- Material -
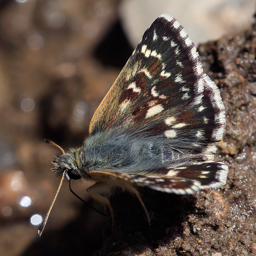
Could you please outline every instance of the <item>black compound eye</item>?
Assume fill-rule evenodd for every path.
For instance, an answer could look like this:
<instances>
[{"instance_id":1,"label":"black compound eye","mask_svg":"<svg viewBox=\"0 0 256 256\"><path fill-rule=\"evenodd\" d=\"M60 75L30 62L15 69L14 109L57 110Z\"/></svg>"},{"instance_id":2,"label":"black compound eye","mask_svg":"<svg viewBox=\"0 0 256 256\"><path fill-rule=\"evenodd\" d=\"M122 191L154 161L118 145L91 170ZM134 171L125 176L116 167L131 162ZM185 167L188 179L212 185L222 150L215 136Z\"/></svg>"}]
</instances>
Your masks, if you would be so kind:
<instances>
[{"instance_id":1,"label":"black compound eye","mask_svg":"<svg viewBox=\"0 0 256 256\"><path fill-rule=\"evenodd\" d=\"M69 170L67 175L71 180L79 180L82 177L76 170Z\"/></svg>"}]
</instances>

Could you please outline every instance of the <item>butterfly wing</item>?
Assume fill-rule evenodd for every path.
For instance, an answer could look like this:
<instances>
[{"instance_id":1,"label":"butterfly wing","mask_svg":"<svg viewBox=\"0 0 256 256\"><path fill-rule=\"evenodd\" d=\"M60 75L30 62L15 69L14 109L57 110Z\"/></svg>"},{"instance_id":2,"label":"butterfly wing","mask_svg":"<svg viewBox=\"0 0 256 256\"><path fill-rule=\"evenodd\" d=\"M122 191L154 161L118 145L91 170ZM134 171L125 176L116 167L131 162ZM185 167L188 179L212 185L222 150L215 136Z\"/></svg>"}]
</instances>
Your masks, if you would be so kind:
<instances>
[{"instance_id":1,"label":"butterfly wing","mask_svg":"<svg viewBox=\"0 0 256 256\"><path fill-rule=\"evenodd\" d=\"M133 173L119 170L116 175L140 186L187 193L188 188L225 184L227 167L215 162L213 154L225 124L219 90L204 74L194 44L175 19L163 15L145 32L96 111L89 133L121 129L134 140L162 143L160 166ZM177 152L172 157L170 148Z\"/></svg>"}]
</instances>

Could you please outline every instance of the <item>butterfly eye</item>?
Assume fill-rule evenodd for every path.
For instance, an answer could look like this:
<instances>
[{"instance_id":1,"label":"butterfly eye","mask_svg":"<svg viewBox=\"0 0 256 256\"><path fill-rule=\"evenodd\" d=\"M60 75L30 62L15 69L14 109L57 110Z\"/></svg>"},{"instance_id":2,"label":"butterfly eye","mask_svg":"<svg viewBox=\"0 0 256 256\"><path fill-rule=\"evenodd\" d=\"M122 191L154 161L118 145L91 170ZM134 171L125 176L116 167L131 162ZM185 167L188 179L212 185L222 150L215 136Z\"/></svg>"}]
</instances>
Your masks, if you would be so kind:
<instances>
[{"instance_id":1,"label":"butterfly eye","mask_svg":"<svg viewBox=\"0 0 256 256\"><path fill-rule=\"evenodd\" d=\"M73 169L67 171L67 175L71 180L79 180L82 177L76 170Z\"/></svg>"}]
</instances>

- Problem to solve -
Render all of the items above as a Markdown table with the columns No. and Line, giving each non-blank line its own numbered row and leaving out the pictures.

- Solution to this exercise -
| No. | Line |
|---|---|
| 1 | Could you please outline every instance of the <item>black compound eye</item>? |
| 2 | Assume fill-rule evenodd for every path. |
| 3 | For instance, an answer could look like this: |
| 4 | <instances> |
| 5 | [{"instance_id":1,"label":"black compound eye","mask_svg":"<svg viewBox=\"0 0 256 256\"><path fill-rule=\"evenodd\" d=\"M60 75L30 62L15 69L14 109L57 110Z\"/></svg>"},{"instance_id":2,"label":"black compound eye","mask_svg":"<svg viewBox=\"0 0 256 256\"><path fill-rule=\"evenodd\" d=\"M122 191L154 161L118 145L91 170ZM134 171L125 176L116 167L131 162ZM185 167L188 179L212 185L222 150L215 136Z\"/></svg>"}] |
| 6 | </instances> |
| 7 | Your masks, if you would be so kind: |
| 8 | <instances> |
| 9 | [{"instance_id":1,"label":"black compound eye","mask_svg":"<svg viewBox=\"0 0 256 256\"><path fill-rule=\"evenodd\" d=\"M69 170L67 175L71 180L79 180L82 177L76 170Z\"/></svg>"}] |
| 10 | </instances> |
| 11 | Could you please outline every instance of the <item>butterfly wing</item>? |
| 12 | Assume fill-rule evenodd for every path. |
| 13 | For instance, an answer could look like this: |
| 14 | <instances> |
| 15 | [{"instance_id":1,"label":"butterfly wing","mask_svg":"<svg viewBox=\"0 0 256 256\"><path fill-rule=\"evenodd\" d=\"M60 75L30 62L15 69L14 109L57 110Z\"/></svg>"},{"instance_id":2,"label":"butterfly wing","mask_svg":"<svg viewBox=\"0 0 256 256\"><path fill-rule=\"evenodd\" d=\"M122 191L154 161L118 145L91 170ZM134 171L125 176L116 167L131 162ZM185 167L188 179L212 185L222 150L215 136Z\"/></svg>"}] |
| 16 | </instances> |
| 17 | Your masks, if you would be so kind: |
| 18 | <instances> |
| 19 | [{"instance_id":1,"label":"butterfly wing","mask_svg":"<svg viewBox=\"0 0 256 256\"><path fill-rule=\"evenodd\" d=\"M133 173L119 170L116 175L140 186L187 193L188 188L225 184L227 167L215 162L213 154L225 124L219 90L204 74L194 44L175 19L163 15L145 32L96 111L89 133L121 129L134 140L162 143L160 166ZM177 152L172 157L170 148Z\"/></svg>"}] |
| 20 | </instances> |
| 21 | Could you please outline every instance of the <item>butterfly eye</item>? |
| 22 | Assume fill-rule evenodd for every path. |
| 23 | For instance, an answer could look like this: |
| 24 | <instances> |
| 25 | [{"instance_id":1,"label":"butterfly eye","mask_svg":"<svg viewBox=\"0 0 256 256\"><path fill-rule=\"evenodd\" d=\"M60 75L30 62L15 69L14 109L57 110Z\"/></svg>"},{"instance_id":2,"label":"butterfly eye","mask_svg":"<svg viewBox=\"0 0 256 256\"><path fill-rule=\"evenodd\" d=\"M122 191L154 161L118 145L91 170ZM134 171L125 176L116 167L131 162ZM185 167L188 179L212 185L222 150L215 136Z\"/></svg>"}] |
| 26 | </instances> |
| 27 | Your masks, if you would be so kind: |
| 28 | <instances> |
| 29 | [{"instance_id":1,"label":"butterfly eye","mask_svg":"<svg viewBox=\"0 0 256 256\"><path fill-rule=\"evenodd\" d=\"M73 169L67 171L67 175L71 180L79 180L82 177L76 170Z\"/></svg>"}] |
| 30 | </instances> |